Task requirements:
Replace every "tag" with "mark" in the entries below, and leave everything else unchanged.

— Begin Listing —

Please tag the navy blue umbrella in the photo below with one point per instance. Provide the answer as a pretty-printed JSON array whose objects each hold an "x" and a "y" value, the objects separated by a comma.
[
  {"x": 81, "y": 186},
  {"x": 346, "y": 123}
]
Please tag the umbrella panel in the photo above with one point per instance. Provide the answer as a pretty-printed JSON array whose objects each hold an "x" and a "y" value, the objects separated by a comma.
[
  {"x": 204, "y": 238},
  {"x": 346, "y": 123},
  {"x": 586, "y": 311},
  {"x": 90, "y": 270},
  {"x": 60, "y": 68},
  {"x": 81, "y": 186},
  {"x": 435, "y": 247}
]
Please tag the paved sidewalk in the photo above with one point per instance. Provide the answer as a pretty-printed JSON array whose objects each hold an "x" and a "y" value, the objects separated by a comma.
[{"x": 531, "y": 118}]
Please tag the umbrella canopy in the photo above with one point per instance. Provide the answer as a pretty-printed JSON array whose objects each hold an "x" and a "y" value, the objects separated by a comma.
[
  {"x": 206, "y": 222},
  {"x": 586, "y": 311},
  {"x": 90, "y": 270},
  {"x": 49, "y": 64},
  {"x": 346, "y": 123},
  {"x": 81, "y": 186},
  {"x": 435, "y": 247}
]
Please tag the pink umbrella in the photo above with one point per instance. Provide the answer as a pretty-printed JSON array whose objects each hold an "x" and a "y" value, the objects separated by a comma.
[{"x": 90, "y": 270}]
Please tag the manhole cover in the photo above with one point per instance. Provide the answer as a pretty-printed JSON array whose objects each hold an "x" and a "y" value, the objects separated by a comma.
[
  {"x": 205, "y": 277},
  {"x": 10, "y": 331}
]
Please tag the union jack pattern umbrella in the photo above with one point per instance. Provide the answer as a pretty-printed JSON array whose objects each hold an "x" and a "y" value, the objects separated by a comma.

— End Listing —

Response below:
Please mark the navy blue umbrella in the photo below with one point per instance. Provide the answer as a pretty-printed JSON array whose objects each hold an "x" and a "y" value, the objects separated by a comma.
[
  {"x": 81, "y": 186},
  {"x": 346, "y": 123}
]
Please mark the umbrella panel in the photo above with one point per instance. Provide the answer as a pretty-printed JSON array whose objects each hold an "x" and a "y" value, the objects separated by a comma.
[
  {"x": 204, "y": 238},
  {"x": 346, "y": 123},
  {"x": 586, "y": 311},
  {"x": 90, "y": 270},
  {"x": 60, "y": 68},
  {"x": 81, "y": 186},
  {"x": 435, "y": 247}
]
Please mark the paved sidewalk in the photo above with one point per instance. Provide the answer as a pretty-printed JSON array whose objects each hold an "x" and a "y" value, the objects separated by a comma.
[{"x": 531, "y": 118}]
Please mark the umbrella canopy in the photo above with one point per instance. Provide the answer as a pretty-printed JSON array whose objects each hold an "x" and a "y" value, the objects separated by a comma.
[
  {"x": 206, "y": 222},
  {"x": 586, "y": 311},
  {"x": 90, "y": 270},
  {"x": 49, "y": 64},
  {"x": 346, "y": 123},
  {"x": 81, "y": 186},
  {"x": 435, "y": 247}
]
Please mark the pink umbrella in the photo above with one point per instance. Provide the answer as a pretty-printed JSON array whose objects each hold an "x" and a "y" value, the objects separated by a comma.
[{"x": 90, "y": 270}]
Please mark the manhole cover in the photo above with one point per instance. Provide the answer as a pretty-printed JSON array whose objects each hold an "x" and a "y" value, the objects separated by a comma.
[
  {"x": 205, "y": 277},
  {"x": 10, "y": 331}
]
Please mark the union jack pattern umbrella in the photo above with one point per instance. Provide the answer as a pretty-printed JSON array whose objects each hold an "x" and a "y" value, the objects separated by a comma.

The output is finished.